(Jobs):
**1.** Answer these questions using the Sal Restivo article, one line per answer, marked (a), (b) and (c):
(a) In which years did Restivo serve as president of the Society for Social Studies of Science?
(b) Where did he spend six months as a Senior Fellow after retiring from RPI?
(c) Which university awarded his PhD?
**2.** Reproduce the stretch of the Sal Restivo article from "At RPI, he was" through "C. K. Vanderpool.", switching "Ridgewood" to "Astoria".
**3.** Summarize the Sal Restivo article in two sentences.

(Passage provided):
** start **

= Sal Restivo =

American sociologist (born 1940)

Sal Restivo (born 1940) is a sociologist/anthropologist.

==Work==
Restivo is a leading contributor to science studies and in particular to the sociology of mathematics. His current work focuses on the sociology of mind and brain, and the sociology of god and religion. He has also done work in the sociology of social and sociable robotics. He helped launch the ethnographic study of science in the 1970s, and is a founding member (1975) and former president (1994/95) of the Society for Social Studies of Science. He was a founding member of the Association for Humanist Sociology, and was also involved with Science for the People in its formative years and active in the Radical Science Movement.

His pioneering work in the sociology of mathematics has been a key factor in bringing social constructionism into mathematics education and the philosophy of mathematics education. He also helped to develop the science and technology studies curriculum which has become a popular major at universities throughout the US and the world. He is based in the US and worked as a professor for many years at Rensselaer Polytechnic Institute, Troy, NY. He has been awarded multiple NSF and NEH grants and fellowships as well as support from other agencies. He has been a Nordisk Forskerutdanningsakademi Professor simultaneously at Roskilde University (Denmark) and the University of Gothenburg (Sweden); a Belgian National Research Foundation Professor, Free University of Brussels (Belgium); and a Special Professor of Mathematics Education at Nottingham University (United Kingdom). He is a former Hixon/Riggs Professor of Science, Technology, and Society at Harvey Mudd College, and currently holds the title of Special Lecture Professor at the Research Institute for the Philosophy of Science and Technology at Northeastern University in Shenyang, China.

At RPI, he was Professor of Sociology, Science Studies, and Information Technology. He retired from RPI on June 30, 2012 and then spent six months as a Senior Fellow at the University of Ghent in Belgium. He is now living in Ridgewood, NY and taught in the Department of Technology, Culture, and Society at New York University Tandon School of Engineering in Brooklyn NY from 2015-2017. He attended and graduated from Brooklyn Technical High School with honors in electrical engineering; earned his BA with honors at the City College of New York. He has a PhD earned with distinction from Michigan State University.

==Published works==
- Comparative Studies in Science and Society (C.E. Merrill, Columbus, 1974). Co-edited with C. K. Vanderpool.

** end **

(Material provided):
** start **

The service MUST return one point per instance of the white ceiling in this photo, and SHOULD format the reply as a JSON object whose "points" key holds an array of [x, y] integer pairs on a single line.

** end **

(Answers in order):
**1.**
(a) 1994/95
(b) The University of Ghent in Belgium
(c) Michigan State University

**2.**
At RPI, he was Professor of Sociology, Science Studies, and Information Technology. He retired from RPI on June 30, 2012 and then spent six months as a Senior Fellow at the University of Ghent in Belgium. He is now living in Astoria, NY and taught in the Department of Technology, Culture, and Society at New York University Tandon School of Engineering in Brooklyn NY from 2015-2017. He attended and graduated from Brooklyn Technical High School with honors in electrical engineering; earned his BA with honors at the City College of New York. He has a PhD earned with distinction from Michigan State University.

==Published works==
- Comparative Studies in Science and Society (C.E. Merrill, Columbus, 1974). Co-edited with C. K. Vanderpool.

**3.** Sal Restivo, an American sociologist born in 1940, is a leading contributor to science studies and the sociology of mathematics, and he is a founding member and former president of the Society for Social Studies of Science. He worked as a professor for many years at Rensselaer Polytechnic Institute, held professorships at universities in Europe, and retired from RPI on June 30, 2012.